Wpisy identyfikacji lokalizacji:
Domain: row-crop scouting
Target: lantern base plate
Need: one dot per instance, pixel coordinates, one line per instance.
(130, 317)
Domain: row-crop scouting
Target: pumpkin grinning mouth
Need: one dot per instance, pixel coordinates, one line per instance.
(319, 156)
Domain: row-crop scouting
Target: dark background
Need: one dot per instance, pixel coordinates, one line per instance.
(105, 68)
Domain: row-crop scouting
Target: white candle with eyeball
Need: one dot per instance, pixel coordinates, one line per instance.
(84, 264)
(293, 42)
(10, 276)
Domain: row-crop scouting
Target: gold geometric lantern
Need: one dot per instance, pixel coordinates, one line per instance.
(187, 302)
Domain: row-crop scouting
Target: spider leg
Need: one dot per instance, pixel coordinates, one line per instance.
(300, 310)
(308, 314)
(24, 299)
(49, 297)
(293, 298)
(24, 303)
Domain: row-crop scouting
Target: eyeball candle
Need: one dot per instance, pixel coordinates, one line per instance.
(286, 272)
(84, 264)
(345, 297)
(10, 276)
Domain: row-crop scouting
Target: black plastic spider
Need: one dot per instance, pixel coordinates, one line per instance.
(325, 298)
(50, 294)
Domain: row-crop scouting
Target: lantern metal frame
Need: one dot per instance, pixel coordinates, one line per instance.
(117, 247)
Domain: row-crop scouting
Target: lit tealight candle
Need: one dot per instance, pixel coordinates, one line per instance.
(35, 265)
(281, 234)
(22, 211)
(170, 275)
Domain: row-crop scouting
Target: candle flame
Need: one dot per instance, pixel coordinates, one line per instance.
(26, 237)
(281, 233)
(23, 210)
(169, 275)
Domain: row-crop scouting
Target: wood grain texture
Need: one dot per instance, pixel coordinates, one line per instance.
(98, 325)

Polecenie: Wybierz z powyższego wykazu każdy wiersz zawierający ciąg „spider” i przepisz, proszę, te wiersze w całości.

Wynik zadania:
Target: spider leg
Target: black plastic spider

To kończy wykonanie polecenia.